EXTRAIT CHOISI:
==========
Retour à Fort McMoney
Cinq mois après sa mise en ligne, le documentaire interactif de David Dufresne fait toujours débat jusque dans les églises de Fort McMurray, cette ville canadienne où le pétrole a rendu fous les habitants.
L’ idée de présenter une matière documentaire sous forme de jeu vidéo, ça a vraiment marché”, s’enthousiasme David Dufresne, journaliste français de 46 ans et démiurge de Fort McMoney. “Ça prouve qu’on peut tenter des choses dans l’écriture et que le public est prêt à suivre si ça vaut le coup. Pour un réalisateur, c’est très motivant de le savoir.” Des centaines de milliers d’internautes se sont approprié son dernier webdocumentaire “gamifié”, une aventure interactive dont vous êtes le héros, fondée sur un travail d’enquête bien réel à Fort McMurray, au coeur d’une cité canadienne qui grossit, fume et bedonne comme un champignon hideux sur la plus grande réserve de sables bitumeux au monde. Depuis la mise en ligne, le 25 novembre 2013, 1 488 000 pages ont été vues et 410 000 visiteurs ont sillonné les routes virtuelles de ce paysage urbain pour le moins chaotique.
==========
CONSIGNE DONNÉE A: Extrayez des enregistrements ci-dessous, sans y changer un seul caractère, le passage allant de la ligne contenant « point: tiered gopuram » jusqu'à celle contenant « column 78, row 165 », ces deux lignes comprises.

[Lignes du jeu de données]
==========
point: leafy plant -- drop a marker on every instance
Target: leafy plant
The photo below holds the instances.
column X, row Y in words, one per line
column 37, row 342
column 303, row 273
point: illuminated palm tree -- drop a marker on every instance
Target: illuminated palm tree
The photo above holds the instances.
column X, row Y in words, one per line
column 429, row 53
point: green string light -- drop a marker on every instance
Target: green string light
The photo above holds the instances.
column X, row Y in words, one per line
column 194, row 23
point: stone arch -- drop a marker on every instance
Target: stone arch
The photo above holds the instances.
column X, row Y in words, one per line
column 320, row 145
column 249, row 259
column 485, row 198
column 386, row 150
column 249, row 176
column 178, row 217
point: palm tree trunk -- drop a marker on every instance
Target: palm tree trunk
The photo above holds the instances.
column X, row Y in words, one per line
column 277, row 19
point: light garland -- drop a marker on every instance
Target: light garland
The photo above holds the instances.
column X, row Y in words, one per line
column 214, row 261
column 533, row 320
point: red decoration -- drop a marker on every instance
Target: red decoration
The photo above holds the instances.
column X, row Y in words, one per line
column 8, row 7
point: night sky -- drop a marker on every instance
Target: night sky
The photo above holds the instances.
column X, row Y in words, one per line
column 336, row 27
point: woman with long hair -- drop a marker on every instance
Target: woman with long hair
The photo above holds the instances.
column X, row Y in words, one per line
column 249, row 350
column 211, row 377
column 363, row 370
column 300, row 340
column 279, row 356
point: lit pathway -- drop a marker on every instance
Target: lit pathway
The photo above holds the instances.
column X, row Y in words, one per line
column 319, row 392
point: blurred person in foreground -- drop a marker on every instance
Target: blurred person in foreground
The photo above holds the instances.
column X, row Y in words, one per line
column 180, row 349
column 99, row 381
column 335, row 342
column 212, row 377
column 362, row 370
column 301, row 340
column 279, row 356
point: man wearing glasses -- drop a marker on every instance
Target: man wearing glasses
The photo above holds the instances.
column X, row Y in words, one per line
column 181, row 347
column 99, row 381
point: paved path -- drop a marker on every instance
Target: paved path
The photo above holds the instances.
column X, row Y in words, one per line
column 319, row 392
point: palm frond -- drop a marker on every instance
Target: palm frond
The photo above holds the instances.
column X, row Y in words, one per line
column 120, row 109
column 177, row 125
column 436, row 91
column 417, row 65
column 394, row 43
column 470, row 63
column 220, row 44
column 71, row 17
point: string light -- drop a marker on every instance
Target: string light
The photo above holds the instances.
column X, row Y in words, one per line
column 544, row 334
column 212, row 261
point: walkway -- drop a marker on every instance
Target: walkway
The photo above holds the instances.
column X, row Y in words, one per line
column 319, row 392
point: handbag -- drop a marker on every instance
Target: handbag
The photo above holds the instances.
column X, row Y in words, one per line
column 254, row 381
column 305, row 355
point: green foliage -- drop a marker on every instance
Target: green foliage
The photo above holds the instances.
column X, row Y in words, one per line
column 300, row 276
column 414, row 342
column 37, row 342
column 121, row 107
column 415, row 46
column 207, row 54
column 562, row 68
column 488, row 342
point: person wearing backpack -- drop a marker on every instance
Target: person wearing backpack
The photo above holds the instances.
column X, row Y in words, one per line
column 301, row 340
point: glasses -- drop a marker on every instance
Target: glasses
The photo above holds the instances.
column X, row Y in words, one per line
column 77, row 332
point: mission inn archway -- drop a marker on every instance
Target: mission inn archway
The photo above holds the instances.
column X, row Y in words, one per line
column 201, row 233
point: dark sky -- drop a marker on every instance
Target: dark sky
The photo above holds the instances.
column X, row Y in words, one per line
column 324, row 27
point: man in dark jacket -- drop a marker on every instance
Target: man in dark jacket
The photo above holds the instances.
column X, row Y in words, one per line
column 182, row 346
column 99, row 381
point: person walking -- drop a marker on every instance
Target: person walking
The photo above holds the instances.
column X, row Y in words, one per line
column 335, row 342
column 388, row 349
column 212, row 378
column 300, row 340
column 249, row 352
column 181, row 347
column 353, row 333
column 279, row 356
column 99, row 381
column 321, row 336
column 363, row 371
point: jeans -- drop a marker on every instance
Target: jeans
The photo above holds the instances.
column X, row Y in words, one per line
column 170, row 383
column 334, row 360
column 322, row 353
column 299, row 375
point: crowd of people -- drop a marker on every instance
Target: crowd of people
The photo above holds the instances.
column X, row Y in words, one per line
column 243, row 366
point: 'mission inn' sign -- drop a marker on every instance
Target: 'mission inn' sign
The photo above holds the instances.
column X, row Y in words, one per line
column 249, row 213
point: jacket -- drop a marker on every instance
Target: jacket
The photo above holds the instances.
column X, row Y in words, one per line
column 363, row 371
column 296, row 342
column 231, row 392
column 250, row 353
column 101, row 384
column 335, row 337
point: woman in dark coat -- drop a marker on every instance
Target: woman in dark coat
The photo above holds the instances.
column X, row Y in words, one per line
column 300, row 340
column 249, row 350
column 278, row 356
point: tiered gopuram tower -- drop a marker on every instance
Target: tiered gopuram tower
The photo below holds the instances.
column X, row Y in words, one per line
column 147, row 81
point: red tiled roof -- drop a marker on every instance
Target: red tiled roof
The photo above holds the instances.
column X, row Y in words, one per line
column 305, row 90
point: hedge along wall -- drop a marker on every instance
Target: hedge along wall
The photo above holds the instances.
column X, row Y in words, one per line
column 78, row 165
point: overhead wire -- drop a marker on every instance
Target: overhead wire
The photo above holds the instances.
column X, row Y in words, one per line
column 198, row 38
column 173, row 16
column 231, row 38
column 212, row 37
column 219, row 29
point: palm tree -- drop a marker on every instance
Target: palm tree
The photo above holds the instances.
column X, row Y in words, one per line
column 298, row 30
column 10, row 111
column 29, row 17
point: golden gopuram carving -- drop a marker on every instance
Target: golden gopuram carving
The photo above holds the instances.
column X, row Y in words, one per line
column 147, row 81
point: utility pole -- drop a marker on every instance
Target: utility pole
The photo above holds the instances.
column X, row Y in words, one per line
==========
CONSIGNE DONNÉE B: Recopiez à l'identique, du titre jusqu'à la dernière phrase, l'article sur Fort McMoney placé plus haut.

RÉPONSE RÉDIGÉE A:
point: tiered gopuram tower -- drop a marker on every instance
Target: tiered gopuram tower
The photo below holds the instances.
column X, row Y in words, one per line
column 147, row 81
point: red tiled roof -- drop a marker on every instance
Target: red tiled roof
The photo above holds the instances.
column X, row Y in words, one per line
column 305, row 90
point: hedge along wall -- drop a marker on every instance
Target: hedge along wall
The photo above holds the instances.
column X, row Y in words, one per line
column 78, row 165

RÉPONSE RÉDIGÉE B:
Retour à Fort McMoney
Cinq mois après sa mise en ligne, le documentaire interactif de David Dufresne fait toujours débat jusque dans les églises de Fort McMurray, cette ville canadienne où le pétrole a rendu fous les habitants.
L’ idée de présenter une matière documentaire sous forme de jeu vidéo, ça a vraiment marché”, s’enthousiasme David Dufresne, journaliste français de 46 ans et démiurge de Fort McMoney. “Ça prouve qu’on peut tenter des choses dans l’écriture et que le public est prêt à suivre si ça vaut le coup. Pour un réalisateur, c’est très motivant de le savoir.” Des centaines de milliers d’internautes se sont approprié son dernier webdocumentaire “gamifié”, une aventure interactive dont vous êtes le héros, fondée sur un travail d’enquête bien réel à Fort McMurray, au coeur d’une cité canadienne qui grossit, fume et bedonne comme un champignon hideux sur la plus grande réserve de sables bitumeux au monde. Depuis la mise en ligne, le 25 novembre 2013, 1 488 000 pages ont été vues et 410 000 visiteurs ont sillonné les routes virtuelles de ce paysage urbain pour le moins chaotique.